• [Reading passage]:

--- START ---

By Jorge Rolón Luna*
The model of policing that has emerged in Paraguay since the end of Stronismo, and the constitutional and legal reforms that followed, can be characterized as a “briefcase model“. I call this a way of organizing the actions of the police in which the main concern is the security of the state and the political class, and which is reproduced under an illegal collection scheme that benefits both the police institution itself and its political bosses.
The “briefcase model” is the product of an implicit pact between politics and the police: the latter ensures protection and defense of the status quo while at the same time generating and sharing substantial loot, all in exchange for the former granting it free rein for illicit activities and a certain amount of impunity.
Thus, permissiveness and impunity are the condiments of this model in which the unwritten mandate for the police institution is to obtain money in any way, with no limits whatsoever. As a retired (and convicted) police chief confessed: during Stronismo, “the best policeman was the one who beat the most; now, the best policeman is the one who collects the most”. According to the testimonies of agents, and the daily example of the police involved, the illicit acts range from drug trafficking, assaults, murders, kidnappings, harassment of tourists and simple citizens who, for example, have the unfortunate idea of parking their vehicles at night in a dark place.
Two elements are specific to the police system described: its political autonomy and self-government. They imply, the first “a marked doctrinal, organic and functional independence (…) and allowed it (the Police) to act frequently as if it were above and beyond the constitutional authority of the Government, increasingly protecting its self-defined achievements and interests (…) while in the latter, “the police institution had wide margins of independence to govern itself organically and functionally and, from there, to exercise the government of general public security“.
The “briefcase model” is not exclusive to Paraguay; it is possible to describe the functioning of the police in many Latin American countries. However, it is worth taking a closer look at how it developed in our country, because it has a particular genesis.
How did we get here? It was not overnight. During the period of Stronista domination, the Police (“of the Capital”, at that time, plus the police mayor’s offices throughout the country) lived under Stroessner’s political power and subordinated to the Armed Forces, to which it owed obedience. After the abrupt end of the Stronista period, this model survived for some time (it continued to be commanded by a military officer), until the 1992 constitution determined that the institution would be exclusively in charge of internal security and entirely subordinated to civilian power.
In practice, this meant that the police acquired a certain autonomy, which allowed them to control territory by reporting directly to politics and not to the armed forces. In this way, while military power was in progressive decline, another illegal and arbitrary power emerged, linked to criminality, which I call here “spurious police power“. We exchanged the mboka for the garrote.
The seriousness of the current situation is that this “briefcase model” – which has been in place for decades – has gotten out of control, with the multiplication and diversification of crimes committed by police officers.
Why does this happen? There are several causes, but it is clear that impunity and the lack of interest of the political class – lack of interest in security matters, one could say – lead to these nefarious police self-government.
One example illustrates the permissiveness and impunity: at the beginning of the pandemic, police officers in Alto Paraná were recorded stealing 70,000 dollars from Chinese citizens, a case that ended in nothing. Last November, in the same department, police officers were arrested and charged with kidnapping and extortion: one of them was Karina Caballero, the officer who was filmed stashing the bundles of dollars stolen from the Chinese in 2020 in her underwear. How is it that someone who the whole country witnessed stealing money on video was still in office?

--- END ---

Records from a data collection
--- START ---

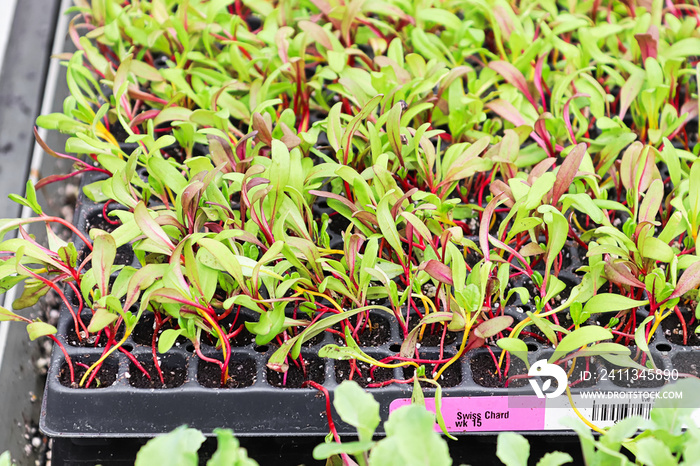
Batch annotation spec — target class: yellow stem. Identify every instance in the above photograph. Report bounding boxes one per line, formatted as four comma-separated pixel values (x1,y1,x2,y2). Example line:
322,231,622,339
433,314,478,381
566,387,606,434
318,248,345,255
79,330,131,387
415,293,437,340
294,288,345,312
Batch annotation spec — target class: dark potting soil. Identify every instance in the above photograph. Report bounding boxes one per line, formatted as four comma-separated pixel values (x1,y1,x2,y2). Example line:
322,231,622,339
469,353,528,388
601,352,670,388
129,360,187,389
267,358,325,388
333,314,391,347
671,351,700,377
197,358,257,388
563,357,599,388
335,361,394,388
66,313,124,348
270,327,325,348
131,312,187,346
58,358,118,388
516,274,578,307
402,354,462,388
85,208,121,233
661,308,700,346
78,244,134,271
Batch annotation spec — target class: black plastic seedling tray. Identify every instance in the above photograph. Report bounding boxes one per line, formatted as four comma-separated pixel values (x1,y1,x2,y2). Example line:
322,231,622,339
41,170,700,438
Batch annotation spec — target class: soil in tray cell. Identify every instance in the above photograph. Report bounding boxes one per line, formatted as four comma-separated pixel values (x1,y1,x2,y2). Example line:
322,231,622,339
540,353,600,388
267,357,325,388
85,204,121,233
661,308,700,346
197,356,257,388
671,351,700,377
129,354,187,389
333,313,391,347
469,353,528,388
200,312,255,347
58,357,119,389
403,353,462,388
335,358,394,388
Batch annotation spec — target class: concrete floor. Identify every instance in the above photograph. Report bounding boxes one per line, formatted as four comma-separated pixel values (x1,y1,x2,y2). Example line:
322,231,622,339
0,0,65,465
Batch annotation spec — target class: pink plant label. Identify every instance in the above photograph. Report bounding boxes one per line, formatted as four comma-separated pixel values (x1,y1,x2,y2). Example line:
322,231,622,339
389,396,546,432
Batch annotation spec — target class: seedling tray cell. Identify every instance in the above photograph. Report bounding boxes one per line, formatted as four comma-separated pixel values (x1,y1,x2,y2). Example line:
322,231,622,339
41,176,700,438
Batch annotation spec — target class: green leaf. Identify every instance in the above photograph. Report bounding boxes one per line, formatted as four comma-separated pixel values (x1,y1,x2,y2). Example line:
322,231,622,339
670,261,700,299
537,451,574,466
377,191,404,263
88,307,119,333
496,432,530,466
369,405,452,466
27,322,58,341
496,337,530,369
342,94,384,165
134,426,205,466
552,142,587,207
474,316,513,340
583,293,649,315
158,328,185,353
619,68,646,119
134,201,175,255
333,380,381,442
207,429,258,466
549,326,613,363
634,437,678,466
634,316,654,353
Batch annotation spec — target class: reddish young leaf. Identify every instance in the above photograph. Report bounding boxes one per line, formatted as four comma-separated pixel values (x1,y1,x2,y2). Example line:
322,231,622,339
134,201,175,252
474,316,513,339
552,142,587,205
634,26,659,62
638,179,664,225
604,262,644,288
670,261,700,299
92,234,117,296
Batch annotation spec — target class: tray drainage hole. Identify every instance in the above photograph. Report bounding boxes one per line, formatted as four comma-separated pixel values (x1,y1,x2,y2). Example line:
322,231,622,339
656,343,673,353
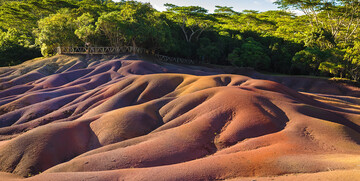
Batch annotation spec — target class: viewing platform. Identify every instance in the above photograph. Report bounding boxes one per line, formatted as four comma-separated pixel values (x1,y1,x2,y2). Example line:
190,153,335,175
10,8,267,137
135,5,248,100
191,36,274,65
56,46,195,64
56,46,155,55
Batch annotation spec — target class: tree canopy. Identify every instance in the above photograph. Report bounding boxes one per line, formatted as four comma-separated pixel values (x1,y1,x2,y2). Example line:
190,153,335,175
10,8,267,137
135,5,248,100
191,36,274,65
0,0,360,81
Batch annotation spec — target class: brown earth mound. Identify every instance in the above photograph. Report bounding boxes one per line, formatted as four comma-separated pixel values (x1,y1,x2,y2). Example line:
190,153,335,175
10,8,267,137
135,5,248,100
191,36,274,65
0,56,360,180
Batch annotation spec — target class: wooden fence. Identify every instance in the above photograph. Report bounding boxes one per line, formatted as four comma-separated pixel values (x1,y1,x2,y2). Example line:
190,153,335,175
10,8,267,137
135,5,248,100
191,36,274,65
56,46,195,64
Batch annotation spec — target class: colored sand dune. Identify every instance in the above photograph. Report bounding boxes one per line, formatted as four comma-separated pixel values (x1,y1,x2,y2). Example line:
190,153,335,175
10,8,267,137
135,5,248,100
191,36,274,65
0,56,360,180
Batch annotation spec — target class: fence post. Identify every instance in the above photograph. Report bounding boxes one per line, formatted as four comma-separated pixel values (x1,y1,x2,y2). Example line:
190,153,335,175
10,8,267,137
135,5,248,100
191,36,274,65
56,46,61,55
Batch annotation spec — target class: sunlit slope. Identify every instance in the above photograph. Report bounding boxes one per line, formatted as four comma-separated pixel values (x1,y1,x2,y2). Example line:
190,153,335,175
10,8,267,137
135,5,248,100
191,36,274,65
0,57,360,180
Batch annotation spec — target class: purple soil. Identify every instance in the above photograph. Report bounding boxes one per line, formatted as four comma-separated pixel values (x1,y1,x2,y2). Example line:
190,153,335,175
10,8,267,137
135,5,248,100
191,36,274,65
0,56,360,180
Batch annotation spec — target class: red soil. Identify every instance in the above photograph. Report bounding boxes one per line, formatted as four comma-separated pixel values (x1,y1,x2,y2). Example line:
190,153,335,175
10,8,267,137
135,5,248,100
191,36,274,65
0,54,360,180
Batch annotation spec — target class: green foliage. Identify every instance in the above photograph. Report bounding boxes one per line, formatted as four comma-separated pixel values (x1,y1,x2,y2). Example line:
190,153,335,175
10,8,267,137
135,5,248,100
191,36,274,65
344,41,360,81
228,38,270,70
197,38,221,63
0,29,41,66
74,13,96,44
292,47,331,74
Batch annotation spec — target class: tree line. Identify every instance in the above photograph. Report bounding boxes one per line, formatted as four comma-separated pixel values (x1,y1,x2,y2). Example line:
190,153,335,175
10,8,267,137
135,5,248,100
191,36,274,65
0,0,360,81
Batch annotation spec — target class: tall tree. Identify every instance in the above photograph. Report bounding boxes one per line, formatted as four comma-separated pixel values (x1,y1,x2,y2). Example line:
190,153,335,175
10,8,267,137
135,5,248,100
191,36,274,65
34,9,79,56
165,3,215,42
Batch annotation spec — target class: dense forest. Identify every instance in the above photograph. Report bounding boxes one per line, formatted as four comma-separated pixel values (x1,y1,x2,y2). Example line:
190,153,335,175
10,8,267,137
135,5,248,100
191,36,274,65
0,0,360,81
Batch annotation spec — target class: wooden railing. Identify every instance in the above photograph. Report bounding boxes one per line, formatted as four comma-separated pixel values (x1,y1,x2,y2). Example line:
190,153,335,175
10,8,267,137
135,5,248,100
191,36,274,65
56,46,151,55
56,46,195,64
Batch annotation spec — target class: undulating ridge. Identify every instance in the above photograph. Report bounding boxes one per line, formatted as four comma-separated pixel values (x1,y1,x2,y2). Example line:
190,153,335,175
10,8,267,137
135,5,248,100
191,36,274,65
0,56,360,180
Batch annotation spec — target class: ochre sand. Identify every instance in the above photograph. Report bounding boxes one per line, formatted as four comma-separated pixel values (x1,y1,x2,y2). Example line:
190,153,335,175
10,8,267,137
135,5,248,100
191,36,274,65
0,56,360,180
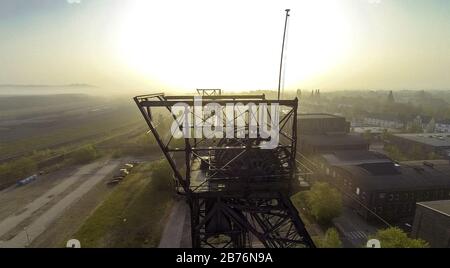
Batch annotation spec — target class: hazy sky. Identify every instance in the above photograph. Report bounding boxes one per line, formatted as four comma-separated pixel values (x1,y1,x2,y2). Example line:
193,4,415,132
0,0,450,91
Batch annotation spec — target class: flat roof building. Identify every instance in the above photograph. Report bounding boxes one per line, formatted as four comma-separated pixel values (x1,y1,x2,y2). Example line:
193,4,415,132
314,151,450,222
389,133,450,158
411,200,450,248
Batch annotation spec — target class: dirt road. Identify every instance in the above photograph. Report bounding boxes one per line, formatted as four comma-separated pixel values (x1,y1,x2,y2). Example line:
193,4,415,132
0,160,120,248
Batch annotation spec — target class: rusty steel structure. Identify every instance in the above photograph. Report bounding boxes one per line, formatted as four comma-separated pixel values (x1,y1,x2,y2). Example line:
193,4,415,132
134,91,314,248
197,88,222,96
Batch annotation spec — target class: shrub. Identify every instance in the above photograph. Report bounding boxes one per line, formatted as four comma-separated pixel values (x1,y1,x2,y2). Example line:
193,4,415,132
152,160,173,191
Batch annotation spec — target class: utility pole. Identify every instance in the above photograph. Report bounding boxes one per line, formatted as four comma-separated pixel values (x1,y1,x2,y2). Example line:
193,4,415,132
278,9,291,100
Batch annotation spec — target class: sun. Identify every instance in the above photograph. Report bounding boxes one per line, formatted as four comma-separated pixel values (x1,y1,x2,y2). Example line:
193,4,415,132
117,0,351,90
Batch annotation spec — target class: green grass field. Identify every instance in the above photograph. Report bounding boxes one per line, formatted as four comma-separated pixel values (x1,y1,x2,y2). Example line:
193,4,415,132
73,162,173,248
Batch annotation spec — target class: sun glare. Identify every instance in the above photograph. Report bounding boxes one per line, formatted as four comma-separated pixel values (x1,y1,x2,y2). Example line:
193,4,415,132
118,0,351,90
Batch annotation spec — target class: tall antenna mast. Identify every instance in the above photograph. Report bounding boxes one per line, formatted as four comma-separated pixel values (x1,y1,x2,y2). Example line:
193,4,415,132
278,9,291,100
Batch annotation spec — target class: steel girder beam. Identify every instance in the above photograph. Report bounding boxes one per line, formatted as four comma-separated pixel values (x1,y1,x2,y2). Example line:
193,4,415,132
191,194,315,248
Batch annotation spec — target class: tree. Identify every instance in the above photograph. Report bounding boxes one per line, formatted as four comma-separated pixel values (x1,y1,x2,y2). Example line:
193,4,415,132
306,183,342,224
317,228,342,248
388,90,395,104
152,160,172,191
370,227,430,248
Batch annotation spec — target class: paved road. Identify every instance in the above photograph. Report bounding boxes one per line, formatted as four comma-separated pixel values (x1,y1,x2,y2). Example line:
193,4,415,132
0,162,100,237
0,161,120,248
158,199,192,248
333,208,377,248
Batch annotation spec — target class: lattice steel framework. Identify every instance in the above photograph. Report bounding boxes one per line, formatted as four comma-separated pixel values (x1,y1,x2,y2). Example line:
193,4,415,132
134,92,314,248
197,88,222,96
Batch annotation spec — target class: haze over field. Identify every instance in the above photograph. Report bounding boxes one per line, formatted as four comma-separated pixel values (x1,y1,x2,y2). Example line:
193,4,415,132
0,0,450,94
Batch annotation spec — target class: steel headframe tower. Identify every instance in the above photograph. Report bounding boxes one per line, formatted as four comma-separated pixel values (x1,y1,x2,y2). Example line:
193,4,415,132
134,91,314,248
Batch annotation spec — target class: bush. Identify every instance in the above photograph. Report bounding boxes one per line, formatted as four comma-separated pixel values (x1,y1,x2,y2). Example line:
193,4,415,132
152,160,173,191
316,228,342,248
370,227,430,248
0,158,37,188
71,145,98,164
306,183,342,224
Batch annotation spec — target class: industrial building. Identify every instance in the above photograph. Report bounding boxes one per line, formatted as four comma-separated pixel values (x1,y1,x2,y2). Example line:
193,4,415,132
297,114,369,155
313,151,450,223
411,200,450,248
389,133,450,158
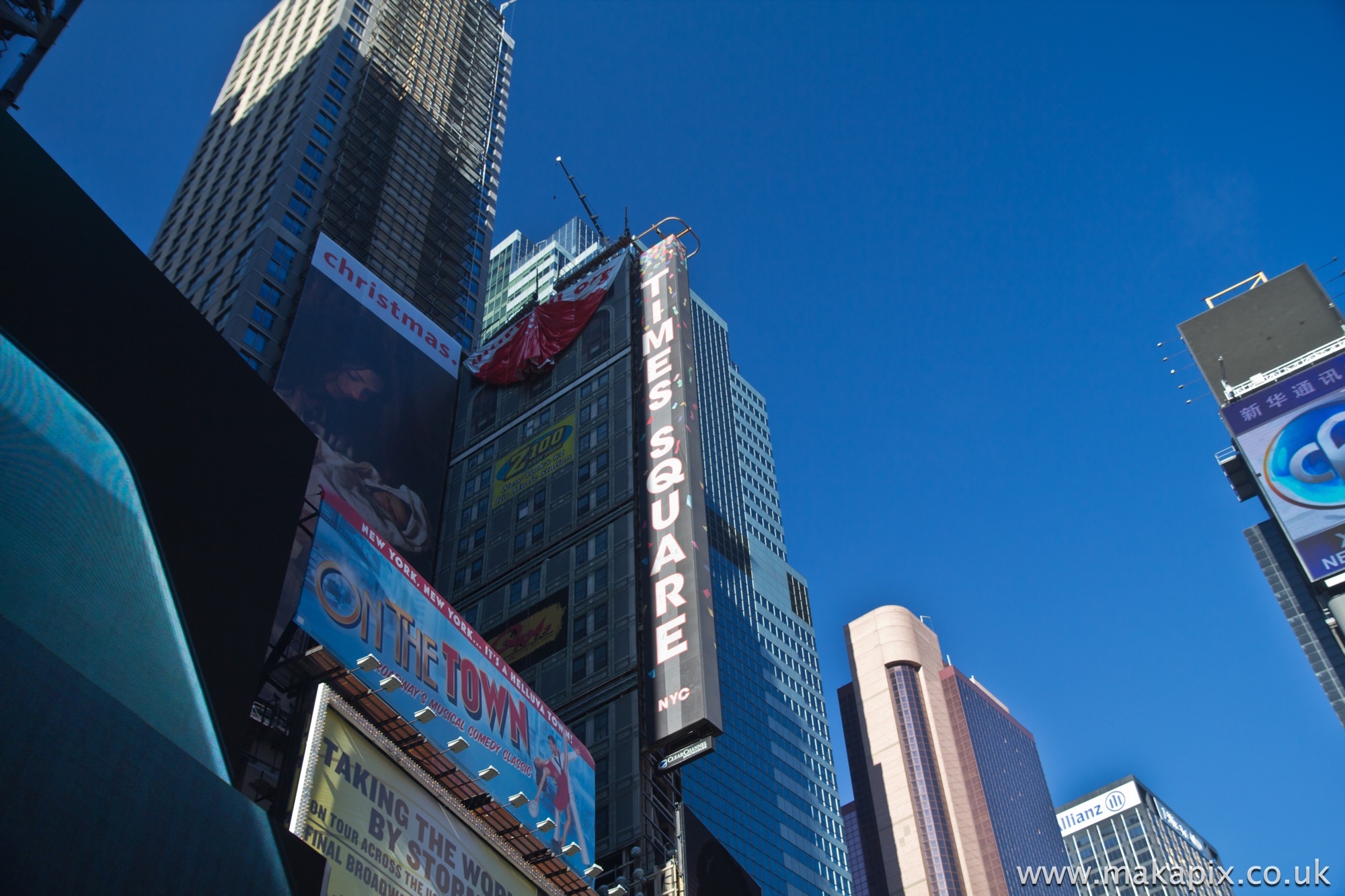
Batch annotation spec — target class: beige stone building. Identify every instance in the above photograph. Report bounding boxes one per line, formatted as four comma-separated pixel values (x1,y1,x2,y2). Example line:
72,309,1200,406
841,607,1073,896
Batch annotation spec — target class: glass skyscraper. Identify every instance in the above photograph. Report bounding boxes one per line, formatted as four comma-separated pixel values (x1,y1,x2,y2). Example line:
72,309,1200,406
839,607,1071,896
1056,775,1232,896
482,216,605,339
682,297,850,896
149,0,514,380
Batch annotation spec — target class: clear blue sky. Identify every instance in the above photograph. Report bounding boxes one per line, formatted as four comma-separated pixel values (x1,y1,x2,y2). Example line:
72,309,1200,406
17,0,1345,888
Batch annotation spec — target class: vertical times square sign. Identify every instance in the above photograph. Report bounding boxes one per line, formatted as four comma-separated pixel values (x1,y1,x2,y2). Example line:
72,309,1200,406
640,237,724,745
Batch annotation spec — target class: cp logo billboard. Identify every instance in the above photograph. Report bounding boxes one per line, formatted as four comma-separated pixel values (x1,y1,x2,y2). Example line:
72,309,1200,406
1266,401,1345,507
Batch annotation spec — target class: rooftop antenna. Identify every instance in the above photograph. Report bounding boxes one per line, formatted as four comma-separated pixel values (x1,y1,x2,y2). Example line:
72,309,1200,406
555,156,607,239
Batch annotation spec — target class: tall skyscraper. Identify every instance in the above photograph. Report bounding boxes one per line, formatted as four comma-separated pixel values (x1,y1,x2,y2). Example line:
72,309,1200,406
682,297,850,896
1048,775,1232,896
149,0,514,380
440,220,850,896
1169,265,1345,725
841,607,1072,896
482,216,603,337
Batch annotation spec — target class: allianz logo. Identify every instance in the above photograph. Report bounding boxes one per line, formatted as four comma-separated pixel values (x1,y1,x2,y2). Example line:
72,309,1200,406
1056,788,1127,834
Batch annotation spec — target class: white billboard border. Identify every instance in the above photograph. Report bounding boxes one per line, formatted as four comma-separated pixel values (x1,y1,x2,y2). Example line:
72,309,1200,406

--- END ---

• [Your assignment]: Please reproduce the essay on policing in Paraguay word for word, starting at "The seriousness of" and ending at "nefarious police self-government.". Work only from the essay on policing in Paraguay.

• [Solved exercise]:
The seriousness of the current situation is that this “briefcase model” – which has been in place for decades – has gotten out of control, with the multiplication and diversification of crimes committed by police officers.
Why does this happen? There are several causes, but it is clear that impunity and the lack of interest of the political class – lack of interest in security matters, one could say – lead to these nefarious police self-government.